INSTRUCTION>
Collect every line of the items that contains the word "street", and copy each one out in full.

[Labeled-object pointing entries]
— start —

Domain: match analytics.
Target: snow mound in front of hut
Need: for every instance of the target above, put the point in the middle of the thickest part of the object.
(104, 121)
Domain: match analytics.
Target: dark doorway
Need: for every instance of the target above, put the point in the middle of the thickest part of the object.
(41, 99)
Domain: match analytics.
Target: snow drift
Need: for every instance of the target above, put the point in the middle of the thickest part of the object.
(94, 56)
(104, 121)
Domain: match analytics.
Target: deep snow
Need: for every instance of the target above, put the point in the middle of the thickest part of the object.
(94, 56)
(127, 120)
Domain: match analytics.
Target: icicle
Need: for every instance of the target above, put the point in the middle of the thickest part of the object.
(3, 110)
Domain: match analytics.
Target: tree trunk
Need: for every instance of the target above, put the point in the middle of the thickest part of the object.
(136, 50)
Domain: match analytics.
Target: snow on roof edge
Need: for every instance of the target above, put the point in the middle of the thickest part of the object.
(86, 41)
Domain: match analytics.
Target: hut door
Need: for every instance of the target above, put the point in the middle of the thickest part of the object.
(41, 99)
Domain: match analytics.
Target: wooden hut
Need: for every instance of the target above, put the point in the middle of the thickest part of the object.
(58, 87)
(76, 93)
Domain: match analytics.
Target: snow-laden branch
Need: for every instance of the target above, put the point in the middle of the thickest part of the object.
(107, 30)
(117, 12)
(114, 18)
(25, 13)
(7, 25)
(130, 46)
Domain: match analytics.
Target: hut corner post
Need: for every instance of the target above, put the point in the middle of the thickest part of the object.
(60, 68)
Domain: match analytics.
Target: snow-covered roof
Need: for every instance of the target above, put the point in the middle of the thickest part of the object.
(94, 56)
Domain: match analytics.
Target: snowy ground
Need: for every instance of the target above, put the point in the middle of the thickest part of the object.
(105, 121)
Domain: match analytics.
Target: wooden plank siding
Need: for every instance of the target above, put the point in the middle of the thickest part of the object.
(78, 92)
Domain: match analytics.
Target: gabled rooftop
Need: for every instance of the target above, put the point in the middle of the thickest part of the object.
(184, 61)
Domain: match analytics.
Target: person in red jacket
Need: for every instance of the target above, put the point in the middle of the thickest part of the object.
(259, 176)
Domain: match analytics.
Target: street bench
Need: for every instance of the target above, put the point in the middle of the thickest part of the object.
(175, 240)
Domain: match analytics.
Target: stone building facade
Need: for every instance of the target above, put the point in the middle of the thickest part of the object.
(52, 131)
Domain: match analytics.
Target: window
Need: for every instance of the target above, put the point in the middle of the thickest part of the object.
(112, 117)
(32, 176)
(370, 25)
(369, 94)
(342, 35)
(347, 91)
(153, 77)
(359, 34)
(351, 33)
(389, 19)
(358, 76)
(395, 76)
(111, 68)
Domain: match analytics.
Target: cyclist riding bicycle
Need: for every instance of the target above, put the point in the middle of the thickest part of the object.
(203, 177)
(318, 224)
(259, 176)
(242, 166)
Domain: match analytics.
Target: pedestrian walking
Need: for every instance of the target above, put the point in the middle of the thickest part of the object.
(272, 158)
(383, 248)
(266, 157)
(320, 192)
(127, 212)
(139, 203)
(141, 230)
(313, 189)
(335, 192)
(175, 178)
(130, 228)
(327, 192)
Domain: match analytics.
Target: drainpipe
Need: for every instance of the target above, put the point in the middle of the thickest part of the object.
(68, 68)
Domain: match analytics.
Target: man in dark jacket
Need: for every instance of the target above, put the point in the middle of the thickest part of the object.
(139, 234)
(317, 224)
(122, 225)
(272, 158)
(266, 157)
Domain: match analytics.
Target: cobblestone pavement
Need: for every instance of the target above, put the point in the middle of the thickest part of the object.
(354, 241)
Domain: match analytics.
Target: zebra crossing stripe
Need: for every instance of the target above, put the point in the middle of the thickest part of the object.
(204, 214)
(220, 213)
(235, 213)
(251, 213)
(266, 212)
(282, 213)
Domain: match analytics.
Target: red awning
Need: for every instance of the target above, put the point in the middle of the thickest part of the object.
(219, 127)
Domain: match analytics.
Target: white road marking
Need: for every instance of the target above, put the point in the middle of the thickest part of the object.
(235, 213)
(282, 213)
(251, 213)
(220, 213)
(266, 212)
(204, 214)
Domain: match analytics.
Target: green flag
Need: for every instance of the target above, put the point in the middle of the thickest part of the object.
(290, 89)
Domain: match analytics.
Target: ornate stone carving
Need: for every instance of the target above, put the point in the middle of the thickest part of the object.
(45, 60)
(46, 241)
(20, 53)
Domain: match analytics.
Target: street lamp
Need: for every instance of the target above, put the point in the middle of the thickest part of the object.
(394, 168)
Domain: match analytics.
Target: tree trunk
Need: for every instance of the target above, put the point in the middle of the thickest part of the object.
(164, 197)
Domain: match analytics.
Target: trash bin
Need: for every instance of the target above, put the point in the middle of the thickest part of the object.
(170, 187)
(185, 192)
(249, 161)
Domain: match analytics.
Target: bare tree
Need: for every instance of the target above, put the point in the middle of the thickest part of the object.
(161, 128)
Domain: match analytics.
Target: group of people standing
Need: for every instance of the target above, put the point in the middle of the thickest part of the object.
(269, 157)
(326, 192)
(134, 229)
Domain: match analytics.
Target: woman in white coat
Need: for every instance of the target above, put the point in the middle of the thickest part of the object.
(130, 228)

— end —

RESULT>
Target: street bench
Target: street lamp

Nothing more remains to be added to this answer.